--- Consignes de travail ---
a: Selon le texte sur les notes des Bibles, où la pratique des annotations ultra-succinctes existait-elle déjà avant la Réforme ?
b: Recopiez à l'identique le passage du texte sur les notes des Bibles compris entre « Il convient de » et « sous leurs yeux. », ces deux bornes incluses.

--- Texte source ---
────────────────

● ● ●
En 2002, le libraire, prédicateur et professeur réformé baptiste suisse Jean-Marc Berthoud (envers lequel j’ai un profond respect et auquel je suis grandement redevable pour ma compréhension théocentrique du monde, bien que je ne soit pas d’accord avec lui 100 % du temps) s’exprimait en ces termes dans le N° 216 de la Revue réformée :
« [B]ien des passages de nos Bibles figurent entre crochets carrés, et les notes qui accompagnent ces crochets sont truffées d’indications selon lesquelles tel ou tel passage ne se trouverait pas dans ‹ les plus anciens manuscrits ›, ou encore qu’il ne figurerait pas dans ‹ les meilleurs manuscrits ›. Le lecteur qui, frappé par de telles indications, voudrait en savoir davantage, reste sur sa faim. »
Monsieur Berthoud a parfaitement raison d’observer que de telles notes élusives – que l’on retrouve dans la plupart des Bibles protestantes françaises modernes – sont très agaçantes et soulèvent davantage de questions qu’elles ne fournissent de réponses. Cette sorte de note marginale ou infrapaginale est souvent encore plus fuyante, étant fréquemment formulée dans un style lapidaire qui se réduit typiquement à « un manuscrit dit … », « des manuscrits ont … », « une version / traduction ancienne lit … », sans jamais identifier clairement les témoins textuels auxquels il est trop vaguement fait allusion.
Il convient de remarquer, toutefois, que contrairement à ce que semble sous-entendre J.-M. Berthoud (?), ce genre d’annotation ultra-succincte n’est guère une innovation des éditeurs bibliques des XXème-XXIème siècles. Hélas, cette pratique discutable prévaut dans la culture éditoriale du protestantisme depuis le début de la Réformation au XVIème siècle ! Et ceci n’est pas une invention protestante, parce que cette pratique existait déjà dans les scriptoria byzantins médiévaux ; les éditeurs évangéliques de l’époque de la Réformation n’ont fait que transférer dans leurs éditions grecques imprimées cette procédure qui était déjà observable dans les manuscrits grecs qu’ils avaient sous leurs yeux.

────────────────

--- Section des données ---
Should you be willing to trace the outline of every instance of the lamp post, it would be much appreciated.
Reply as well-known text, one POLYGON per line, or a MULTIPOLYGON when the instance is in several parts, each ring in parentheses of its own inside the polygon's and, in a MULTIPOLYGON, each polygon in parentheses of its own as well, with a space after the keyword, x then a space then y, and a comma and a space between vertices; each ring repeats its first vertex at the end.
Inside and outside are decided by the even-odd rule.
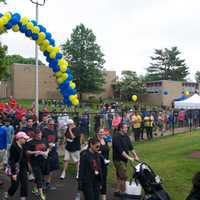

────────────────

--- Réponses par tâche ---
a: Dans les scriptoria byzantins médiévaux.

b:
Il convient de remarquer, toutefois, que contrairement à ce que semble sous-entendre J.-M. Berthoud (?), ce genre d’annotation ultra-succincte n’est guère une innovation des éditeurs bibliques des XXème-XXIème siècles. Hélas, cette pratique discutable prévaut dans la culture éditoriale du protestantisme depuis le début de la Réformation au XVIème siècle ! Et ceci n’est pas une invention protestante, parce que cette pratique existait déjà dans les scriptoria byzantins médiévaux ; les éditeurs évangéliques de l’époque de la Réformation n’ont fait que transférer dans leurs éditions grecques imprimées cette procédure qui était déjà observable dans les manuscrits grecs qu’ils avaient sous leurs yeux.